Данный отрывок »
>>

В целом, богословская позиция прот. Георгия Флоровского в вопросе о Г. Ц. близка к позиции митр. Сергия (Страгородского). Однако если Флоровский в оценке церковной природы Римско-Католической Церкви доходит до фактического признания истинности совершаемой в ней Евхаристии, то, согласно убеждению митр. Сергия, такое признание принципиально невозможно, ибо Евхаристия есть, кроме прочего, зримое средоточие церковного единства, – из двух разделенных Евхаристий истинной может быть только одна.
Пристальное внимание вопросу о Г. Ц. уделял протопресвитер Николай Афанасьев, считавший, что все предпринимавшиеся ранее попытки синтезировать догмат о единстве Церкви с признанием действительности таинств вне церковных пределов противоречивы и неубедительны. В статье «Границы Церкви» (1949 г.) он неоднократно подчеркивает, что древние канонические постановления о приеме еретиков и схизматиков сами по себе принципиального решения этого вопроса не дают. «Соборы шли не от общего к частному, а скорее от частного к общему. Соборы каждый раз обсуждали частные случаи приема еретиков в Церковь и по поводу этих случаев выносили свои решения, а не применяли готовое решение к частным случаям» (АфанасьевНиколай, прот. 1993. 139). Такой подход, по мнению Афанасьева, свидетельствует о неясности богословской мысли в учении о Церкви и таинствах. Эта неясность сохраняется и в современном, включая так называемое школьное, богословии, которое оказалось неспособным удовлетворительно ответить на самые ключевые вопросы экклезиологии и сакраментологии. Могут ли в принципе таинства совершаться вне Православной Церкви? А если могут, то ограничивается ли пределами Православной Церкви Церковь Божия? Сам прот. Николай не решается предлагать какой-либо однозначный ответ и лишь ограничивается отдельными замечаниями.

<<

Короткое задание 1 » Почему, по убеждению митр. Сергия, нельзя признать истинность Евхаристии в Римско-Католической Церкви? Объясните в одном–трёх предложениях, опираясь на отрывок о границах Церкви.
Короткое задание 2 » Допишите продолжение отрывка о границах Церкви, начиная сразу после его последнего предложения.
Строки для этой работы не понадобятся.

Приведённые данные »
>>

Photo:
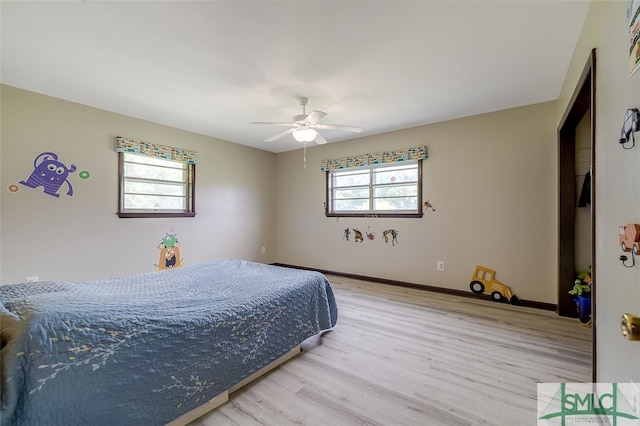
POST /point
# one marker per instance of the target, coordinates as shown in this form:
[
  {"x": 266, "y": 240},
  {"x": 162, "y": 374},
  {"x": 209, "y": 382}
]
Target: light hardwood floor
[{"x": 401, "y": 356}]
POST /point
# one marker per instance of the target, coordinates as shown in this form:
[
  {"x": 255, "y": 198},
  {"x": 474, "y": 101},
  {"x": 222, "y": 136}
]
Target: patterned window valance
[
  {"x": 417, "y": 153},
  {"x": 155, "y": 150}
]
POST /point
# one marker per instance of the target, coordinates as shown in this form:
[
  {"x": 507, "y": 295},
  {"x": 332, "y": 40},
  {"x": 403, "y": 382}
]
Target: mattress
[{"x": 145, "y": 349}]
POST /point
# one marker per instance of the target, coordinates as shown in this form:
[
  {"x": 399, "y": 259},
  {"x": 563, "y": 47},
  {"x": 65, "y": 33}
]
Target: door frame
[{"x": 582, "y": 101}]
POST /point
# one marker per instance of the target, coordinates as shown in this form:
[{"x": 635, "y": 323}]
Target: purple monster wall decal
[{"x": 49, "y": 173}]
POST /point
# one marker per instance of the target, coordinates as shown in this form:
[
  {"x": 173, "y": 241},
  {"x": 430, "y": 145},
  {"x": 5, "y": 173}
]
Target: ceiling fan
[{"x": 304, "y": 126}]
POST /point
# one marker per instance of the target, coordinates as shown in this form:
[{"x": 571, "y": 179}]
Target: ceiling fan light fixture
[{"x": 304, "y": 134}]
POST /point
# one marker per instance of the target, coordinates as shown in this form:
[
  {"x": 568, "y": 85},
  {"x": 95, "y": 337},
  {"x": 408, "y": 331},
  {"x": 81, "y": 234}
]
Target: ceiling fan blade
[
  {"x": 315, "y": 116},
  {"x": 279, "y": 135},
  {"x": 277, "y": 123},
  {"x": 338, "y": 127},
  {"x": 320, "y": 140}
]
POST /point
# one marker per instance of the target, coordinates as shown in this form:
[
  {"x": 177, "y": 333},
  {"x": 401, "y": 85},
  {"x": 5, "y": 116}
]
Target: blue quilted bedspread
[{"x": 145, "y": 349}]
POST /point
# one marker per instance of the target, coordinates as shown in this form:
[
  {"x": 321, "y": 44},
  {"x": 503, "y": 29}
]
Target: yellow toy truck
[
  {"x": 483, "y": 279},
  {"x": 629, "y": 238}
]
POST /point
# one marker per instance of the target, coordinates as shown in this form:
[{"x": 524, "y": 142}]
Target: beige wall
[
  {"x": 617, "y": 174},
  {"x": 492, "y": 181},
  {"x": 81, "y": 237}
]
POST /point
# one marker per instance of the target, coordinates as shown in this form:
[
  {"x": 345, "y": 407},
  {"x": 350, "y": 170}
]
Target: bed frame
[{"x": 223, "y": 397}]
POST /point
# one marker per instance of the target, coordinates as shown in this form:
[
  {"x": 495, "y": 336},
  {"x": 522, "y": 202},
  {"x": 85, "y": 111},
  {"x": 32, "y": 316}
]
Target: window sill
[
  {"x": 375, "y": 215},
  {"x": 152, "y": 215}
]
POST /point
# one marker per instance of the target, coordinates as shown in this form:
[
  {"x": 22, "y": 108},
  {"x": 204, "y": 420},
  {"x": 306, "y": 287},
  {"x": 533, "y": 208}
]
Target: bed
[{"x": 155, "y": 348}]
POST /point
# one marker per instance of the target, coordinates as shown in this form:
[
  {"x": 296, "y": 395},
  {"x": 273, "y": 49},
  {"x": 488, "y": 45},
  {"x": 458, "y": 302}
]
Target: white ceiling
[{"x": 212, "y": 67}]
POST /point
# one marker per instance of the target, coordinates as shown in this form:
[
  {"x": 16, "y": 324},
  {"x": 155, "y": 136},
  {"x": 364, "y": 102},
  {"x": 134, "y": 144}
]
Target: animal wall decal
[
  {"x": 49, "y": 173},
  {"x": 370, "y": 235},
  {"x": 390, "y": 233},
  {"x": 169, "y": 252},
  {"x": 387, "y": 235}
]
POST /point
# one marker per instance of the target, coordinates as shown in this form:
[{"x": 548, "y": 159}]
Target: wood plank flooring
[{"x": 408, "y": 357}]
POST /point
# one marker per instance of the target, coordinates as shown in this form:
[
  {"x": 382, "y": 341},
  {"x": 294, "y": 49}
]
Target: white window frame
[
  {"x": 188, "y": 182},
  {"x": 331, "y": 175}
]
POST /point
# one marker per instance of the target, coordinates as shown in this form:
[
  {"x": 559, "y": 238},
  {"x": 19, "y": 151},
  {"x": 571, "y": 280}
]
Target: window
[
  {"x": 383, "y": 190},
  {"x": 155, "y": 187}
]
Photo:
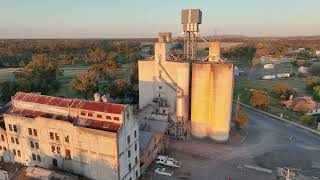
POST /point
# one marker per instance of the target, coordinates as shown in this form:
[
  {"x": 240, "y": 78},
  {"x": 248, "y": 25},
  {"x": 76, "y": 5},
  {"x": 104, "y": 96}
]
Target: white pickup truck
[
  {"x": 167, "y": 161},
  {"x": 163, "y": 171}
]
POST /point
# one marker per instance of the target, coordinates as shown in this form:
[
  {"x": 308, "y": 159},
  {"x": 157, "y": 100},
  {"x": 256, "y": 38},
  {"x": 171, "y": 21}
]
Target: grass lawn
[
  {"x": 66, "y": 91},
  {"x": 266, "y": 85}
]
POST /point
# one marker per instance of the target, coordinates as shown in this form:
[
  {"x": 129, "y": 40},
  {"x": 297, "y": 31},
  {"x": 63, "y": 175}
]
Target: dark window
[
  {"x": 129, "y": 166},
  {"x": 37, "y": 145},
  {"x": 15, "y": 128},
  {"x": 55, "y": 162},
  {"x": 35, "y": 132},
  {"x": 34, "y": 157},
  {"x": 66, "y": 139},
  {"x": 51, "y": 136},
  {"x": 68, "y": 154},
  {"x": 39, "y": 158},
  {"x": 129, "y": 154},
  {"x": 116, "y": 118},
  {"x": 31, "y": 144},
  {"x": 30, "y": 131},
  {"x": 57, "y": 137}
]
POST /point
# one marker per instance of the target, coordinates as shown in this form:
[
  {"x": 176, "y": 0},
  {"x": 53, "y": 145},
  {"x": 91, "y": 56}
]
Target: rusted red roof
[
  {"x": 102, "y": 107},
  {"x": 42, "y": 99},
  {"x": 32, "y": 114},
  {"x": 100, "y": 125},
  {"x": 73, "y": 103}
]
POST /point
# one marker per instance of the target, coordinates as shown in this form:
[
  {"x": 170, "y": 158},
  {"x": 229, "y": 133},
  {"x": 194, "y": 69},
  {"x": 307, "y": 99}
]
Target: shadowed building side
[{"x": 221, "y": 101}]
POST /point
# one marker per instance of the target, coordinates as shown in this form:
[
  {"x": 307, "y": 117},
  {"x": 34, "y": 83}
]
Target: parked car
[
  {"x": 167, "y": 161},
  {"x": 163, "y": 171}
]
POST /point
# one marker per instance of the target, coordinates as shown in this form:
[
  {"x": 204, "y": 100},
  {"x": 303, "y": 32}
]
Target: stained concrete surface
[{"x": 268, "y": 145}]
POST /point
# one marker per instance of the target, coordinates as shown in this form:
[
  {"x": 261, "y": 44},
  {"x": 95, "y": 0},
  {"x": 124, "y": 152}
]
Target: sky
[{"x": 145, "y": 18}]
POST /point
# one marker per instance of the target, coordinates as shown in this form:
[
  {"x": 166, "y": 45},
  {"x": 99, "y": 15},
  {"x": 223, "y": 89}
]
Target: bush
[
  {"x": 312, "y": 81},
  {"x": 282, "y": 89},
  {"x": 316, "y": 92},
  {"x": 259, "y": 98},
  {"x": 315, "y": 70},
  {"x": 308, "y": 120}
]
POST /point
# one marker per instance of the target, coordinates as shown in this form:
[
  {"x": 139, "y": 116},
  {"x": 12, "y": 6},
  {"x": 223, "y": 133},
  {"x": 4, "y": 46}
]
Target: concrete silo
[
  {"x": 211, "y": 99},
  {"x": 200, "y": 99},
  {"x": 221, "y": 101}
]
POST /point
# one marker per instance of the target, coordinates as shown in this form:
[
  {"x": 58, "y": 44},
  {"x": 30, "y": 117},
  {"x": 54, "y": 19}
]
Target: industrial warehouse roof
[
  {"x": 87, "y": 122},
  {"x": 144, "y": 139},
  {"x": 72, "y": 103}
]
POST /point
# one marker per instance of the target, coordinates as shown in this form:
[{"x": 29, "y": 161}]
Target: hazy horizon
[{"x": 36, "y": 19}]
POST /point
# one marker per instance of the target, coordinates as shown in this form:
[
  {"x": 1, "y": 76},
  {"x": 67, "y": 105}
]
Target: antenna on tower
[{"x": 190, "y": 20}]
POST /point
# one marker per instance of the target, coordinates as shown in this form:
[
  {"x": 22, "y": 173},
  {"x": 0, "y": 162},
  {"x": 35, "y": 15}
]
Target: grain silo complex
[{"x": 195, "y": 92}]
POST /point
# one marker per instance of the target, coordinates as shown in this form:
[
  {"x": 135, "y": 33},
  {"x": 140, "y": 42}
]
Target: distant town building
[
  {"x": 95, "y": 139},
  {"x": 300, "y": 104},
  {"x": 268, "y": 66}
]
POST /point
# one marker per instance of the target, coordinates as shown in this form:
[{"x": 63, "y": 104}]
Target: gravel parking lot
[{"x": 269, "y": 145}]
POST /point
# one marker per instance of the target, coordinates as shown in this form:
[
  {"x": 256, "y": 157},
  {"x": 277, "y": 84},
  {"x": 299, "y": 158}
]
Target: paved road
[{"x": 268, "y": 145}]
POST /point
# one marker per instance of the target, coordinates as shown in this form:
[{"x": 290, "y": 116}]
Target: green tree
[
  {"x": 85, "y": 83},
  {"x": 282, "y": 89},
  {"x": 315, "y": 70},
  {"x": 119, "y": 89},
  {"x": 10, "y": 88},
  {"x": 97, "y": 55},
  {"x": 308, "y": 120},
  {"x": 312, "y": 81},
  {"x": 42, "y": 72},
  {"x": 316, "y": 92},
  {"x": 259, "y": 98},
  {"x": 133, "y": 73}
]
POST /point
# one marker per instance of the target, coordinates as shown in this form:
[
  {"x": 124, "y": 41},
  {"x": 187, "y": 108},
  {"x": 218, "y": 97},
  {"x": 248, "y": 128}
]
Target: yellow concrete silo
[
  {"x": 211, "y": 96},
  {"x": 200, "y": 99},
  {"x": 221, "y": 91}
]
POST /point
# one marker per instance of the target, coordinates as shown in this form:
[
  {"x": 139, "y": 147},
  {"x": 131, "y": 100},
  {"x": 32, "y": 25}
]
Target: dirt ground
[{"x": 268, "y": 145}]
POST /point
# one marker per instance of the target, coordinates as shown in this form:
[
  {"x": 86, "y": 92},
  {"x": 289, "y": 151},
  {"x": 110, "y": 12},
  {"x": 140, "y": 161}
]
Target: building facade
[{"x": 94, "y": 139}]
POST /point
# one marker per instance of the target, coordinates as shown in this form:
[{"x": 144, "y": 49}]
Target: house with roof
[
  {"x": 98, "y": 140},
  {"x": 153, "y": 128}
]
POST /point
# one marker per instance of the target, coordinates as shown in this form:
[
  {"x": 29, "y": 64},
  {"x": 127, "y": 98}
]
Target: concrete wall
[
  {"x": 212, "y": 88},
  {"x": 167, "y": 79},
  {"x": 130, "y": 129},
  {"x": 94, "y": 153},
  {"x": 155, "y": 147}
]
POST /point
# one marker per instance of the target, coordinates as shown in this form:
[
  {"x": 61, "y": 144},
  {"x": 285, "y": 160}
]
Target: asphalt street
[{"x": 270, "y": 144}]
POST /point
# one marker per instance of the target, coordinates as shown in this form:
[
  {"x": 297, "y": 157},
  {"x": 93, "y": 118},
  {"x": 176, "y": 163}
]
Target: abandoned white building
[{"x": 95, "y": 139}]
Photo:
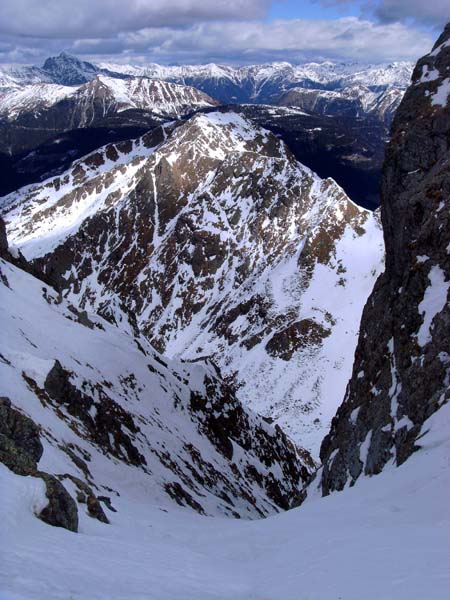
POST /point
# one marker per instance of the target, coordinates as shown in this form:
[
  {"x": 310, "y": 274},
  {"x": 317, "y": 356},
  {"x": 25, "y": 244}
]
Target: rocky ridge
[
  {"x": 97, "y": 414},
  {"x": 34, "y": 114},
  {"x": 401, "y": 374},
  {"x": 211, "y": 239}
]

<<

Верный ответ 1 » Для митр. Сергия Евхаристия есть, кроме прочего, зримое средоточие церковного единства. Поэтому из двух разделённых Евхаристий истинной может быть только одна.

Верный ответ 2 »
Во-первых, он исходит из признания бесспорности аргумента св. Киприана Карфагенского о том, что вне Церкви нет крещения, как нет вообще никаких таинств, которые могли бы сообщать дары Святого Духа, так как только Церковь есть место Его действия. Связь таинств с Церковью вытекает как из природы таинств, так и из природы самой Церкви. «С другой стороны, – пишет Афанасьев, – природа таинств такова, что нельзя признать некоторую благодатную ограниченность или условность» таинств вне Церкви, – «таинства либо совершаются полностью, либо совсем не совершаются». А «если нельзя признать условного таинства, то тем более нельзя сделать никакого исключения в пользу одного таинства крещения, признавая его действительность за пределами Церкви. Все таинства составляют одно целое, в котором они взаимно связаны. Признание возможности совершения таинства за пределами Церкви влечет за собою признание и других таинств. Если таинство совершилось, то оно совершилось в Церкви, а Церковь может совершать не одно таинство, а все» (Там же. С. 156-157).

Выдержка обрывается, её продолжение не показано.